* Problem 1
In the KVM patch review, which bit does the reviewer say the code should technically check?
* Problem 2
Extend the KVM patch review by writing what comes after its final sentence.

START Text section

Re: [PATCH 17/28] KVM: nVMX: pass PFERR_USER_MASK to MMU on EPT violations

From: mlevitsk

Date: Tue Jun 02 2026 - 10:36:02 EST

On Tue, 2026-05-05 at 21:52 +0200, Paolo Bonzini wrote:
> For EPT, PFERR_USER_MASK refers not to the CPL of the guest,
> but to the AND of the U bits encountered while walking guest
> page tables; this is consistent with how MBEC differentiates
> between XS and XU. This is available through the
> "advanced vmexit information for EPT violations" feature.
>
> Tested-by: David Riley <d.riley@xxxxxxxxxxx>
> Signed-off-by: Paolo Bonzini <pbonzini@xxxxxxxxxx>
> ---
> arch/x86/kvm/vmx/common.h | 12 +++++++++---
> arch/x86/kvm/vmx/vmx.c    | 10 ++++++++++
> 2 files changed, 19 insertions(+), 3 deletions(-)
>
> diff --git a/arch/x86/kvm/vmx/common.h b/arch/x86/kvm/vmx/common.h
> index 40fa72f31fc7..08005676702c 100644
> --- a/arch/x86/kvm/vmx/common.h
> +++ b/arch/x86/kvm/vmx/common.h
> @@ -100,9 +100,15 @@ static inline int __vmx_handle_ept_violation(struct kvm_vcpu *vcpu, gpa_t gpa,
> error_code |= (exit_qualification & EPT_VIOLATION_PROT_USER_EXEC)
>       ? PFERR_PRESENT_MASK : 0;
>
> - if (exit_qualification & EPT_VIOLATION_GVA_IS_VALID)
> - error_code |= (exit_qualification & EPT_VIOLATION_GVA_TRANSLATED) ?
> -       PFERR_GUEST_FINAL_MASK : PFERR_GUEST_PAGE_MASK;
> + if (exit_qualification & EPT_VIOLATION_GVA_IS_VALID) {
> + if (exit_qualification & EPT_VIOLATION_GVA_TRANSLATED) {
> + error_code |= PFERR_GUEST_FINAL_MASK;
> + if (exit_qualification & EPT_VIOLATION_GVA_USER)
> + error_code |= PFERR_USER_MASK;
> + } else {
> + error_code |= PFERR_GUEST_PAGE_MASK;
> + }
> + }

Minor nitpick:
Technically this code should check for VMX_EPT_ADVANCED_VMEXIT_INFO_BIT.
Otherwise we might pass (in theory) the PFERR_USER_MASK when it's not there.

Yes, in practice, undefined bits are zero, and on top of that, as long as MBEC is not supported, MMU core
should just ignore the PFERR_USER_MASK, but still even if this is for documentation purposes,
it might be worth it to check it here.

END Text section
START Available data

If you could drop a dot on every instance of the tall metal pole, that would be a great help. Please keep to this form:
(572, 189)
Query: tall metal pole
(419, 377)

END Available data

* Exercise answer 1
VMX_EPT_ADVANCED_VMEXIT_INFO_BIT

* Exercise answer 2
What do you think?

>
> if (vt_is_tdx_private_gpa(vcpu->kvm, gpa))
> error_code |= PFERR_PRIVATE_ACCESS;
> diff --git a/arch/x86/kvm/vmx/vmx.c b/arch/x86/kvm/vmx/vmx.c
> index f1d616f928a1..9d5cd358ccc5 100644
> --- a/arch/x86/kvm/vmx/vmx.c
> +++ b/arch/x86/kvm/vmx/vmx.c
> @@ -2790,6 +2790,16 @@ static int setup_vmcs_config(struct vmcs_config *vmcs_conf,
> vmx_cap->vpid = 0;
> }
>
> + /*
> + * Virtualizing MBEC requires advanced vmexit information in order to
> + * distinguish supervisor and user accesses. For simplicity and clarity
> + * disable MBEC entirely if advanced vmexit information is not available,

This makes sense, however it feels to me a bit out of place in this patch,
it seems better to belong to one of the former patches.

When thinking about this, and last two patches, I started to think that maybe
it is worth merging:

'KVM: VMX: enable use of MBEC',
'KVM: nVMX: pass advanced EPT violation vmexit info to guest'
'KVM: nVMX: pass PFERR_USER_MASK to MMU on EPT violations'

into one patch 'KVM: VMX: enable use of MBEC', except the code that passes advanced
EPT violation to the nested guest (the 4nd hunk of the second patch).

And then turn this hunk to a separate patch which can still be named
as the second patch.

This way it will be IMHO clearer when we honour the 'enable_mbec', and in theory
there will not be a two patch window in which mbec could be enabled with unsupported
configuration.

Finally (assuming that what I am thinking is correct, I haven't verified it),
assuming that 'EPT advanced qualification' was specially added for MBEC,
we can add a comment stating that it is unlikely that there are CPUs
(outside of some weird nested configurations), which support either but not both features.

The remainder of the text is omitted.